La gamme éditoriale, une valeur sûre
L’ouverture de la boîte émoustille les papilles. La qualité de l’édition est indéniablement un point fort propre à la gamme Valeria. Le carton extra épais des plateaux, tuiles et jetons, la qualité générale du matériel assez fourni, ainsi que les illustrations colorées ou encore l’iconographie bien lisible en font un jeu agréable à sortir et à présenter.
Le livret de règles est complet et correct, malgré un design un peu « amateur » un brin fouillis qui peut inquiéter à l’ouverture. Il n’est jamais posé loin durant les parties, pour déchiffrer les effets de certaines cartes, sous forme d’iconographies. Les habitués de la gamme seront épargnés et gagneront du temps. Personnellement, je n’ai pas de souci avec ça, mais une aide de jeu synthétique sous forme de fiche aurait été bien appréciée.
Rouler des dés puis rouler des mécaniques
Si vous désirez découvrir un résumé des règles en vidéo, je vous suggère le Ludochrono par mister Umberling.
Malgré un matériel fourni, la mise en place est assez rapide. On dispose des offres de cartes, les plateaux joueurs et les jetons associés, puis on jette un certain nombre de dés en fonction du nombre de joueurs, répartis sur 5 secteurs (Sanctuaires) du plateau central.
Chacun·e dispose donc d’un plateau personnel (tous similaires) servant à la fois de compteur pour certaines ressources (magie, or, influence), de réservoir pour d’autres (les dés Troupes, les gemmes…), mais aussi de panneau de progression (on y vient un peu plus loin).
Le principal moyen de marquer des points de victoire sera d’accomplir des contrats appelés « Stratagèmes ». Ils sont disposés sur le plateau central sous forme de rivière de cartes, et requièrent de dépenser le bon nombre de dés Troupes de la bonne couleur pour être accomplis. Plus le score total des dés sera fort, plus le stratagème rapportera de points. Le premier joueur à accomplir 7 stratagèmes mettra fin à la partie avant le décompte des points de victoire.

——————————

D'après le passage choisi, combien de stratagèmes un joueur doit-il accomplir pour mettre fin à la partie ?

——————————

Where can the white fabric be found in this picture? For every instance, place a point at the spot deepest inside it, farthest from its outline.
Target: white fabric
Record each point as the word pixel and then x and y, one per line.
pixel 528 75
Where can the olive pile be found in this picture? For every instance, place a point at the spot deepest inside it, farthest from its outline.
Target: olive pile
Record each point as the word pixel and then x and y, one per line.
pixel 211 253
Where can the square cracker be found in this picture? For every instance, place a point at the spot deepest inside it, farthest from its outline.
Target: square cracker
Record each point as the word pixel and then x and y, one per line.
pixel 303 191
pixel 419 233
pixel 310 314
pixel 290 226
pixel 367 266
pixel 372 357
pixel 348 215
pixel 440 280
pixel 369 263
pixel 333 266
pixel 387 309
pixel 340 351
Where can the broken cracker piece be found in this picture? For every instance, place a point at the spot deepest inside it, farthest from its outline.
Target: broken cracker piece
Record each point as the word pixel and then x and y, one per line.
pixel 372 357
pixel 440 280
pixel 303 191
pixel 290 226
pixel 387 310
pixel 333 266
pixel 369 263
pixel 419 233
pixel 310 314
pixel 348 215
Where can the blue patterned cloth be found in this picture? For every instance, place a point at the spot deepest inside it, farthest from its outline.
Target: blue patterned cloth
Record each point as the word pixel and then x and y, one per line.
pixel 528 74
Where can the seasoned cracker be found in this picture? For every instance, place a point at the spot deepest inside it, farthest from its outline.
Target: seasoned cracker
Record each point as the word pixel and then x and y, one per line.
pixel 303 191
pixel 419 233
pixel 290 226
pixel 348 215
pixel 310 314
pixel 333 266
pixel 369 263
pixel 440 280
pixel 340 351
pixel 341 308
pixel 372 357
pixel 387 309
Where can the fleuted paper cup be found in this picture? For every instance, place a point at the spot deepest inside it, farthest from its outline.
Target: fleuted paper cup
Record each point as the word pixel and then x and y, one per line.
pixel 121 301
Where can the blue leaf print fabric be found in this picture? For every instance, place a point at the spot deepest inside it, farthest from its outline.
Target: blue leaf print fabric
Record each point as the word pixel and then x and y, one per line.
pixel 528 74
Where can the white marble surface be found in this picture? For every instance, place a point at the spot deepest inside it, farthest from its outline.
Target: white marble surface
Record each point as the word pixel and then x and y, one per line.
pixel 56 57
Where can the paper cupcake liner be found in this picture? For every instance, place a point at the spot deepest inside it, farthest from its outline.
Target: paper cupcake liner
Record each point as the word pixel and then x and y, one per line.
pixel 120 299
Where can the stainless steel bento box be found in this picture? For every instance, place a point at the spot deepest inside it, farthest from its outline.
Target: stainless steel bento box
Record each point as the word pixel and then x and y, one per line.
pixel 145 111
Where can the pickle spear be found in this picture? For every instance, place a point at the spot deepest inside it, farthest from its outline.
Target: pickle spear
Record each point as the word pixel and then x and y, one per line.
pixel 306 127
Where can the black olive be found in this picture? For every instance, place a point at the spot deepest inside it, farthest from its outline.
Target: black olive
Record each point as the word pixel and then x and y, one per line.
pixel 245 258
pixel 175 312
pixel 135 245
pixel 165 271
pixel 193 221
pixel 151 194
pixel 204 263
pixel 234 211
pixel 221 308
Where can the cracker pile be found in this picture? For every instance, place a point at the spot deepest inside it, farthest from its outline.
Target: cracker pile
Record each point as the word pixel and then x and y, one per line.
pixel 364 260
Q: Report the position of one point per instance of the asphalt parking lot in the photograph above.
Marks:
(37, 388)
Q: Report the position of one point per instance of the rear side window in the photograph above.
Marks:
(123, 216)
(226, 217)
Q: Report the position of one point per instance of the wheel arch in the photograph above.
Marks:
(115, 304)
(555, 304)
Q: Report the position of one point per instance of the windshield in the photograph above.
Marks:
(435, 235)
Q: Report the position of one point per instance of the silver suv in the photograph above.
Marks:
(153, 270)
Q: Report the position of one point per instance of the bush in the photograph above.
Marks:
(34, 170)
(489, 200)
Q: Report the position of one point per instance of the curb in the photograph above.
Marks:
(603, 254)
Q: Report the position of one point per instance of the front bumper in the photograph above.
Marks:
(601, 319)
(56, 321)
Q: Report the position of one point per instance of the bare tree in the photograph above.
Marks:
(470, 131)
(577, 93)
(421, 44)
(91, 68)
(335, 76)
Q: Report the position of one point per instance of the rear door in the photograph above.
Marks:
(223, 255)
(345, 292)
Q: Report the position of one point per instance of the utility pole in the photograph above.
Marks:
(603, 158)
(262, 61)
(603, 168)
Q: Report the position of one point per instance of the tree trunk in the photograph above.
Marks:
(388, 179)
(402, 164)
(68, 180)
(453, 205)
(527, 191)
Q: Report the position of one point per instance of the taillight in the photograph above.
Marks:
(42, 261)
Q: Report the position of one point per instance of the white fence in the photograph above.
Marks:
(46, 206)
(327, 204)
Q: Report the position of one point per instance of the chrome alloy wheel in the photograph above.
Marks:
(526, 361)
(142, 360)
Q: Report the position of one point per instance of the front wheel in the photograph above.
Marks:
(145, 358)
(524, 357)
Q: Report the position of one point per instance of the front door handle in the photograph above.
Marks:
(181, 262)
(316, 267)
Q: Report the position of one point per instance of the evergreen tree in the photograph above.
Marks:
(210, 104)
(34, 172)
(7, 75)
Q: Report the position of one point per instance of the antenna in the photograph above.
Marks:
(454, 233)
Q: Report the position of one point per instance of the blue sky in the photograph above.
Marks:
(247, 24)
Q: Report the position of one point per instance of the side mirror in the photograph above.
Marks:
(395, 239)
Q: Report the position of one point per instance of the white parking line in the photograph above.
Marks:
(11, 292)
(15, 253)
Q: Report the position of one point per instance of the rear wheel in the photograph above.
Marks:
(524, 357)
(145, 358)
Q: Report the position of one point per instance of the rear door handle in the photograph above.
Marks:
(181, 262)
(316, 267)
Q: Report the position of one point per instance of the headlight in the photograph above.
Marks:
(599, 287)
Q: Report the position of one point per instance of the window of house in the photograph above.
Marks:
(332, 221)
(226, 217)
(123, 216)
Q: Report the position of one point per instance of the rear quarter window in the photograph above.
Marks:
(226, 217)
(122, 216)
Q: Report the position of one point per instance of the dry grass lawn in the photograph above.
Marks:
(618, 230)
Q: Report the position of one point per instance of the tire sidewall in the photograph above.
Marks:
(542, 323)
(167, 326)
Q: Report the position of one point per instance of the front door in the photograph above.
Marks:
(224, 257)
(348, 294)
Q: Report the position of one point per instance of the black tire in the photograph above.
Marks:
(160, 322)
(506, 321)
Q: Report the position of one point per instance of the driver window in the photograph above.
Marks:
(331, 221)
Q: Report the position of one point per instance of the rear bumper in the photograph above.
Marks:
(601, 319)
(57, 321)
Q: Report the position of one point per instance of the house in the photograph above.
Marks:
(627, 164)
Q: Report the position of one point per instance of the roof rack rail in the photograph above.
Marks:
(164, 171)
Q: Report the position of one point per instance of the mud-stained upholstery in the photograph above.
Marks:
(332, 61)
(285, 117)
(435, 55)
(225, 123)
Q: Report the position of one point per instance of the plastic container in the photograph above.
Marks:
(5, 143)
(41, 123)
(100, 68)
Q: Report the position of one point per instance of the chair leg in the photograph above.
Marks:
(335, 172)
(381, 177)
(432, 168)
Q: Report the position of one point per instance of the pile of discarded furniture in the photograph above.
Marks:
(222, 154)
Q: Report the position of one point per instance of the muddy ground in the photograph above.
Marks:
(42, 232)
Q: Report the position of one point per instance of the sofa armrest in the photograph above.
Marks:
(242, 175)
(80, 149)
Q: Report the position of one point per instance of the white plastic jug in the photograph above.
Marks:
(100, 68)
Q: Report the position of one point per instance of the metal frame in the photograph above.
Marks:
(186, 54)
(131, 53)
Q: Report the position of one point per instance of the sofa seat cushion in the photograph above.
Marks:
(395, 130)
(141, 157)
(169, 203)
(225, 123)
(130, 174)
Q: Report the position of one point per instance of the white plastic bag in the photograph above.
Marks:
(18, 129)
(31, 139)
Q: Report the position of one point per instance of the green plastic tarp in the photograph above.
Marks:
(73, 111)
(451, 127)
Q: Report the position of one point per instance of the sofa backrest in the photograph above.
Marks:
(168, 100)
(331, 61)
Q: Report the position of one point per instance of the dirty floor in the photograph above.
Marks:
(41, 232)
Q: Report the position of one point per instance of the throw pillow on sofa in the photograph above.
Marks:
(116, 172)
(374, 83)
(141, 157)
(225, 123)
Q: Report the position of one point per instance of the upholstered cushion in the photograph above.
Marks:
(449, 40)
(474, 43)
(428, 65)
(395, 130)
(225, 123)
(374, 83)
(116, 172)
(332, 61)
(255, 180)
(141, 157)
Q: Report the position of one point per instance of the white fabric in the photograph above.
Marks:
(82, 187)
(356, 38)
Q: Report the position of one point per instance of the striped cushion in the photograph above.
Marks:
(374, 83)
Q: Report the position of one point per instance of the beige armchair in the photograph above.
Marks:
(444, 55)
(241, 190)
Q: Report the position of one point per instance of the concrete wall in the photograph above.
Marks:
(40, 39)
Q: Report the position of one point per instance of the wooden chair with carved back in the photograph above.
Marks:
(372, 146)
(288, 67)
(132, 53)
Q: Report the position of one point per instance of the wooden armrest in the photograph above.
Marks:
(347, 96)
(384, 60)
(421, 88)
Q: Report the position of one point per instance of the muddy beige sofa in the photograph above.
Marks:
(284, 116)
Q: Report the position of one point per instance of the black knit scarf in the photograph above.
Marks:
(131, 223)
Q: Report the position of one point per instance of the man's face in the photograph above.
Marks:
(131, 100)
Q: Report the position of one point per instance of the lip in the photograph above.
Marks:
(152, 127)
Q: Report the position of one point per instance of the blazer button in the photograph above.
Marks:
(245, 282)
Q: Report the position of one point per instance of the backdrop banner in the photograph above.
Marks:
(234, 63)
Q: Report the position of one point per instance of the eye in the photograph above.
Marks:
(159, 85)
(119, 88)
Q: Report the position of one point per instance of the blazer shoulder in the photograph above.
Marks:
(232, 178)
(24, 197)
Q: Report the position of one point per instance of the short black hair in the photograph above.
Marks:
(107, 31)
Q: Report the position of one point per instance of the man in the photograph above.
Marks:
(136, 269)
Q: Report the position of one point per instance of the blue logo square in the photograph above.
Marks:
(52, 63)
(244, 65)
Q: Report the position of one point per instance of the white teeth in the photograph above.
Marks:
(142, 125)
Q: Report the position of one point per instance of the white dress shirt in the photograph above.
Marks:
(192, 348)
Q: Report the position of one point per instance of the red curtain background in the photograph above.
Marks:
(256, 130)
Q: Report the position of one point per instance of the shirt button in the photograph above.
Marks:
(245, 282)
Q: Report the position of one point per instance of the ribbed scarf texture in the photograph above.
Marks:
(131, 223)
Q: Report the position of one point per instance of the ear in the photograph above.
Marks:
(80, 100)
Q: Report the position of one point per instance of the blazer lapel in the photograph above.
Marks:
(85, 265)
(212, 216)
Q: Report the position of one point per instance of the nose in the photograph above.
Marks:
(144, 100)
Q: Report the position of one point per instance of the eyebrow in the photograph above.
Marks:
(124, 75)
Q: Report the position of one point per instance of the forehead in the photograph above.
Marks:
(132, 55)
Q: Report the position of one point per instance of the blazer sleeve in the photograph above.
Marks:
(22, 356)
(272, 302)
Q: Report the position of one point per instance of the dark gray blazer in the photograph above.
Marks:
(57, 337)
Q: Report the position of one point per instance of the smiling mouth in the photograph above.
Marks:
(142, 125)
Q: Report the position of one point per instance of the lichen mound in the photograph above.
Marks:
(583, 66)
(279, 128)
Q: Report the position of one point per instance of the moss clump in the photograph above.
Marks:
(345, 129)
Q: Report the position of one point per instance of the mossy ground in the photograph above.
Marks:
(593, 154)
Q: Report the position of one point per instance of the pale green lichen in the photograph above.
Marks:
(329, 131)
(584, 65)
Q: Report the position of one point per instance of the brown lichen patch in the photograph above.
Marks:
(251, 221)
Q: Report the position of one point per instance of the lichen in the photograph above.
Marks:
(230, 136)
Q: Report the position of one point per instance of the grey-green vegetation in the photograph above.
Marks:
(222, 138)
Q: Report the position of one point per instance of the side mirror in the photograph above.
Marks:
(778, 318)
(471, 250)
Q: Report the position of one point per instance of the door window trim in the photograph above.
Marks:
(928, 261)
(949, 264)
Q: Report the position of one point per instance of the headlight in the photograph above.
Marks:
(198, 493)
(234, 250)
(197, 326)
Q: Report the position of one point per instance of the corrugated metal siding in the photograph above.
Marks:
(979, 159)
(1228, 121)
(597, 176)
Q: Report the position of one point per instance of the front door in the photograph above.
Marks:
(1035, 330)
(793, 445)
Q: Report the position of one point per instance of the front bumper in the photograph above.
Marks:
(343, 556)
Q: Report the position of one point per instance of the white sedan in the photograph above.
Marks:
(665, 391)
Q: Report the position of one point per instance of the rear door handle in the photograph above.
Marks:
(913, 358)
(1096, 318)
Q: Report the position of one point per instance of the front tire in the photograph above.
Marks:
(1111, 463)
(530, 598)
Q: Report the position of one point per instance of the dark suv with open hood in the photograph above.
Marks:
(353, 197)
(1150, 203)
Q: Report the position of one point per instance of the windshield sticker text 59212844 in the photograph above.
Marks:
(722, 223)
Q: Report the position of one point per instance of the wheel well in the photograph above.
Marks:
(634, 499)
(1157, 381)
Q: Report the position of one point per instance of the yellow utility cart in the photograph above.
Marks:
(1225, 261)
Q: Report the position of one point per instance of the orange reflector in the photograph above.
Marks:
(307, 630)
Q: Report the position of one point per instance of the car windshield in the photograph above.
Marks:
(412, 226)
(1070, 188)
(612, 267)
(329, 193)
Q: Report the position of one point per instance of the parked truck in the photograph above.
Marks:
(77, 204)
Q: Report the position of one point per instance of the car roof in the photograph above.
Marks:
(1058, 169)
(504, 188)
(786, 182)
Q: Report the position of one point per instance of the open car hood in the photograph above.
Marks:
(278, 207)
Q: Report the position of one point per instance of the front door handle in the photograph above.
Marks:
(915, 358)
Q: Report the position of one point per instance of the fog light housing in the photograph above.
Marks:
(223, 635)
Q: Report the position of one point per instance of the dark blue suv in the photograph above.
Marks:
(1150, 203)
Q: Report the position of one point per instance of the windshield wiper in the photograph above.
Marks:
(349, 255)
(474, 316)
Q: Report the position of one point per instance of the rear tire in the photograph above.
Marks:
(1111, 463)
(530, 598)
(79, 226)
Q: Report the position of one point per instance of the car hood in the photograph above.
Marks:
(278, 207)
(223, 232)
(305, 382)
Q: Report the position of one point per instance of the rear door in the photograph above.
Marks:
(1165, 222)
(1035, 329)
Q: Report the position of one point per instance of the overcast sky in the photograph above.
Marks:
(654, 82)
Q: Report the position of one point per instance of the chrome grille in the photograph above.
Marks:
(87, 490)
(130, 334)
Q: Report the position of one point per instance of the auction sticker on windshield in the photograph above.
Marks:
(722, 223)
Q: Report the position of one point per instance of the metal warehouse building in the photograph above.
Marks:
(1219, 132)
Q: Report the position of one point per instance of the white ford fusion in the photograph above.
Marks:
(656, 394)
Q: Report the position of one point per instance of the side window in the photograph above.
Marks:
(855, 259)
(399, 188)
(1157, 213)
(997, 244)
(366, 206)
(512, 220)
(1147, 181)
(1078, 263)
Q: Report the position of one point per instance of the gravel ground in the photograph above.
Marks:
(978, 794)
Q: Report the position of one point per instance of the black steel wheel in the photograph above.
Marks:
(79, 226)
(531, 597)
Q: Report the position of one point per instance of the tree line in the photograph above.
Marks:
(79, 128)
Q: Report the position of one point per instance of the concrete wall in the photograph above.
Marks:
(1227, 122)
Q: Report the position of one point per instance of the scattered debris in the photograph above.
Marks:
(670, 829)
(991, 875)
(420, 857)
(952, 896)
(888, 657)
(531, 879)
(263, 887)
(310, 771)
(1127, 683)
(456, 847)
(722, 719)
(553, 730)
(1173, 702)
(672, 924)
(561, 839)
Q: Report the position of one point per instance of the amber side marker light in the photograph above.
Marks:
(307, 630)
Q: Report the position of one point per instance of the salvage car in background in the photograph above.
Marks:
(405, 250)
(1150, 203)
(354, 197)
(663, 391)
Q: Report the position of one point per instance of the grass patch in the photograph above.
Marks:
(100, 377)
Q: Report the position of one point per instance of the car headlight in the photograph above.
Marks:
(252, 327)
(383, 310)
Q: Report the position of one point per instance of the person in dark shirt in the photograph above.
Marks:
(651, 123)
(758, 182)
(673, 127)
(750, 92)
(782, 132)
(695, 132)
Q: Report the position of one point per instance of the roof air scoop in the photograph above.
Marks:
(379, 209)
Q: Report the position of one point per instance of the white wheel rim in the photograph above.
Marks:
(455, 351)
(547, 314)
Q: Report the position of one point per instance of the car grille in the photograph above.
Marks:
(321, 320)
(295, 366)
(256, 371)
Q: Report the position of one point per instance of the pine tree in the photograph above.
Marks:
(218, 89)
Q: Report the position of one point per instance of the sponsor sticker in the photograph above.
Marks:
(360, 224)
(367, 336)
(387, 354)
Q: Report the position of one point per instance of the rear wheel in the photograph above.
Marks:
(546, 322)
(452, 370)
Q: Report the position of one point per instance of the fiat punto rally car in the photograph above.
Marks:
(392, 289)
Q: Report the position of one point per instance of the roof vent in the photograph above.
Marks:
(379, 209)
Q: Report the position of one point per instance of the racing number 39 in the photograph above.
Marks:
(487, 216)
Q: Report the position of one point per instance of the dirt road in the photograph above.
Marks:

——————————

Résultat:
Sept stratagèmes.